Data records

--------------------------------

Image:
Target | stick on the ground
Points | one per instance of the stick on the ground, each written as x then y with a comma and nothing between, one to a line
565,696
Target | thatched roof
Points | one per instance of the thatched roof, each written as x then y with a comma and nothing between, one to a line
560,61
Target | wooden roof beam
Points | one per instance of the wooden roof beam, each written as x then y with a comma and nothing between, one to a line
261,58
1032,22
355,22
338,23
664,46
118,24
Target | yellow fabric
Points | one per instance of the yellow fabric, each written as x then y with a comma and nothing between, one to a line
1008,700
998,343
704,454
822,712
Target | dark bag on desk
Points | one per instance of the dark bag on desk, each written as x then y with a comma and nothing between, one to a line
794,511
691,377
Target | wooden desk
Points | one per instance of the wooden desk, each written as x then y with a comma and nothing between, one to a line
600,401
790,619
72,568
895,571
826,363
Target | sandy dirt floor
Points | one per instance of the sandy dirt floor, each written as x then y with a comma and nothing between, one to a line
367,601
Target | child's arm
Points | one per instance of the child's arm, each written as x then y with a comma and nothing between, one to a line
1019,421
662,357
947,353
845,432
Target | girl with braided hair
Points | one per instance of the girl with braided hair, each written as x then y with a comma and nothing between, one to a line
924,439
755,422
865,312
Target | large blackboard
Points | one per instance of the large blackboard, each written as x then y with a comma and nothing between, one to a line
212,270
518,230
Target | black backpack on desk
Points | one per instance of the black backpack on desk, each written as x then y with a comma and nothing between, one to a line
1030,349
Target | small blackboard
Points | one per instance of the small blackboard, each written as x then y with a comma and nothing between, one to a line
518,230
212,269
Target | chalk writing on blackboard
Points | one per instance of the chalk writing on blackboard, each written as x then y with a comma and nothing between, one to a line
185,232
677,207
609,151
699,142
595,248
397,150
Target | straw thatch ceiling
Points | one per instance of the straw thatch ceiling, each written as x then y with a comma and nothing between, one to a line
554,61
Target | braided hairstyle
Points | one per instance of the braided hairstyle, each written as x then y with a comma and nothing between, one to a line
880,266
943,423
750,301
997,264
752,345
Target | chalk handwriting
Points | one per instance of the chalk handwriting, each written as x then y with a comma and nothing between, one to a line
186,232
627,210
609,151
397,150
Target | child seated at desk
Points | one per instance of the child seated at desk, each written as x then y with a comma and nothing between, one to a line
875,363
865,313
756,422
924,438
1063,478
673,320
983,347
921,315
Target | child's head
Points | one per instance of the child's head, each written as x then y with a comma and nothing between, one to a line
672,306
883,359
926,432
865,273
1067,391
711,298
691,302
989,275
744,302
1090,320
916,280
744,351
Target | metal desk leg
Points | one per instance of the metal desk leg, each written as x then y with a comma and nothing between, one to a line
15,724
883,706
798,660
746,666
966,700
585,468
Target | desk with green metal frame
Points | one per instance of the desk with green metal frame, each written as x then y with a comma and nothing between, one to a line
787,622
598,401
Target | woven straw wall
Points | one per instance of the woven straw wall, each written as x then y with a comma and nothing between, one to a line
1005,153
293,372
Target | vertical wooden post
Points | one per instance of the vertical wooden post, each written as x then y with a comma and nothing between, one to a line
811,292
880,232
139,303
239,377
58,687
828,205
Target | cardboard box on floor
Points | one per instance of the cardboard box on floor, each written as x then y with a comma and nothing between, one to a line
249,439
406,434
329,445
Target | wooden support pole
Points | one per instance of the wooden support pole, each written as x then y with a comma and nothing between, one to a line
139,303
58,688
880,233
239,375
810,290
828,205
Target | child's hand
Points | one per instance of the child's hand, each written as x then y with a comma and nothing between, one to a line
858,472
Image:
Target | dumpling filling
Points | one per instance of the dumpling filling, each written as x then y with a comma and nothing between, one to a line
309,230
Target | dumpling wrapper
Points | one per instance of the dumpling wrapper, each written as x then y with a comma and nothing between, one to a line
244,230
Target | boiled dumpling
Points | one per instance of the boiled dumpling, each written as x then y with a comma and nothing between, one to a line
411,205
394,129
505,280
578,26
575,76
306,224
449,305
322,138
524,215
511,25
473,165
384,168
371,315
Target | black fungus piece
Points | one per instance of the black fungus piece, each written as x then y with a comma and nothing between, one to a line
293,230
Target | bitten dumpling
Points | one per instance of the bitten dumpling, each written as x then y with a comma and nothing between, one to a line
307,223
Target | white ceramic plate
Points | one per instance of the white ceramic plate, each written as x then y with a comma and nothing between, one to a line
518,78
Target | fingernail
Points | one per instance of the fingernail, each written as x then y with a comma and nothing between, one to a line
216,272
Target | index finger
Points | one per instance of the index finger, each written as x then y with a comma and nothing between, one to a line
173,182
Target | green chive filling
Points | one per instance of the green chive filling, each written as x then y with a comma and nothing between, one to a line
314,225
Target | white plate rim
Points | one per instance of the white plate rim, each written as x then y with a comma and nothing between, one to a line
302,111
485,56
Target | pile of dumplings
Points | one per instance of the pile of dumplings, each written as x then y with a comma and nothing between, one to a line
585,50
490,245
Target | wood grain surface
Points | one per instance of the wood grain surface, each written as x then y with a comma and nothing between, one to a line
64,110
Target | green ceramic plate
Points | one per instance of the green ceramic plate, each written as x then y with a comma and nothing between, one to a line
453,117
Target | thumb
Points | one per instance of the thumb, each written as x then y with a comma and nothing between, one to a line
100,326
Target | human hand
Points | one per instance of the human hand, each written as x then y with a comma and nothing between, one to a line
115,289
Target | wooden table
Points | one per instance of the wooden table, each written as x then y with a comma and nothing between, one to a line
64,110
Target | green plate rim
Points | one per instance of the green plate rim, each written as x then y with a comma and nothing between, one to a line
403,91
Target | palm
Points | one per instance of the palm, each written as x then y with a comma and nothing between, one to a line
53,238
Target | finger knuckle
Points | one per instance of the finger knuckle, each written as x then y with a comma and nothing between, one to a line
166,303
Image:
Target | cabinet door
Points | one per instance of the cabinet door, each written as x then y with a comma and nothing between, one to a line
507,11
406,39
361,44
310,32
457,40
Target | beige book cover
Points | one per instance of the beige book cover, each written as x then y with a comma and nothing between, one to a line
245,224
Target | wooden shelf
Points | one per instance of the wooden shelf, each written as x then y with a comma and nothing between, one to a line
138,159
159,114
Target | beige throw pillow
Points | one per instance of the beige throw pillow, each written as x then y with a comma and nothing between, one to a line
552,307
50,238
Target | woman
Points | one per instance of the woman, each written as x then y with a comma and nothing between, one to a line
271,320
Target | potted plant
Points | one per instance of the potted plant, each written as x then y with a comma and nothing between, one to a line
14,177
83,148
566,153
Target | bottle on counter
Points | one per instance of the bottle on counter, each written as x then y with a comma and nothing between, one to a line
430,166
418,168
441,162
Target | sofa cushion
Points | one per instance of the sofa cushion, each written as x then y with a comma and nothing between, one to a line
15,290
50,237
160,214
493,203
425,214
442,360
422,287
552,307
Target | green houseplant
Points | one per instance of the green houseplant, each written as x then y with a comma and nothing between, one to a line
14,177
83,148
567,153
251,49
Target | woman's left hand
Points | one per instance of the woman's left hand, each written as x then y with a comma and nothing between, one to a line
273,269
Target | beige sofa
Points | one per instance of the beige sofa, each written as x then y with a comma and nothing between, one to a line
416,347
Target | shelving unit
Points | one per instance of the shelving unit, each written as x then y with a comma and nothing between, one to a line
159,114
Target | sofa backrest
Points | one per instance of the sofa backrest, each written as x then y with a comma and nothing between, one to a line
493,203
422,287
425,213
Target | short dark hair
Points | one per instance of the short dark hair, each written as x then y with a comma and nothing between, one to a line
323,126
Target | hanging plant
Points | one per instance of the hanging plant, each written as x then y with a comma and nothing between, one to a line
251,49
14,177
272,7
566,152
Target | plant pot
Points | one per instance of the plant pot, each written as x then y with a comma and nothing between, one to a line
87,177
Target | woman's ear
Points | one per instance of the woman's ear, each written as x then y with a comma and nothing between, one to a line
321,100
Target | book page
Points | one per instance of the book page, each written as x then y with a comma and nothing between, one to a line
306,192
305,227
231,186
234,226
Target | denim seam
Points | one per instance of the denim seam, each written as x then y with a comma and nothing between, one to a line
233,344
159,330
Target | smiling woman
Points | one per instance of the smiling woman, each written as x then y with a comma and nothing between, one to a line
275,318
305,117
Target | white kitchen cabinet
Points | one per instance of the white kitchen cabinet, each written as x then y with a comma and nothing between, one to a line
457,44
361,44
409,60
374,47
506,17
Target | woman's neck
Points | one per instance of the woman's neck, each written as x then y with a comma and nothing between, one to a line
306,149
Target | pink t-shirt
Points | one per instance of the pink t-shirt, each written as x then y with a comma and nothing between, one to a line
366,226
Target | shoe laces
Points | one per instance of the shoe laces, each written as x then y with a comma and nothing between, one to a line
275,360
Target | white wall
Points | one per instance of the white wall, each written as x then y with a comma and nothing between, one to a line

--------------------------------

## Written task
Extract, verbatim, the lines from the one containing "Target | woman's ear" through the last line of the listing above.

## Answer to the exercise
Target | woman's ear
Points | one per instance of the woman's ear, each written as x then y with a comma and nothing between, one to a line
321,100
Target | book page
Points | one per instance of the book page, each written as x then y with a comma and nothing between, one to a line
306,192
305,227
231,186
234,226
Target | denim seam
Points | one per instance of the denim seam, each written as x then y with a comma and nothing between, one to a line
233,344
159,330
Target | smiling woman
Points | one per instance of the smiling woman, each written as x then y with a comma and nothing between, one to a line
275,318
305,117
Target | white kitchen cabinet
Points | one per instance of the white kitchen cabinet, each written as x then y with a comma and nothing between, one to a line
457,44
361,44
409,60
374,47
506,17
Target | woman's neck
Points | one per instance of the woman's neck, each written as x then y with a comma and nothing between, one to a line
306,149
Target | pink t-shirt
Points | one per instance of the pink t-shirt, each written as x then y with a comma and nothing between, one to a line
366,226
Target | shoe laces
Points | one per instance of the shoe laces, each written as x then y with a comma and nothing between, one to a line
275,360
Target | white wall
Points | one per instance of the white wall, each written as x then y with a comma and nothing between, one to a line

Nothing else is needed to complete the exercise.